◆ **Given task**: Reproduce every line of the records below in full, shifting each x and y coordinate in the answers up by 149. Leave all other numbers unchanged, including the format sample.

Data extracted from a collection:
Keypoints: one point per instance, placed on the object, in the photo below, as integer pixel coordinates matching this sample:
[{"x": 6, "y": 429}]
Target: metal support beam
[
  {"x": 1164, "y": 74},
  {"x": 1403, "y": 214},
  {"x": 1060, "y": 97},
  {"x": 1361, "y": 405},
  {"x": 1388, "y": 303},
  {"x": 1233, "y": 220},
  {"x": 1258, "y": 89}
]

◆ **Result below**:
Keypoints: one point per instance, placed on the object, in the photo below, as integer pixel coordinates matching this sample:
[{"x": 6, "y": 429}]
Target: metal support beam
[
  {"x": 1313, "y": 223},
  {"x": 1552, "y": 363},
  {"x": 1209, "y": 246},
  {"x": 1510, "y": 554},
  {"x": 1537, "y": 452},
  {"x": 1382, "y": 369},
  {"x": 1407, "y": 238}
]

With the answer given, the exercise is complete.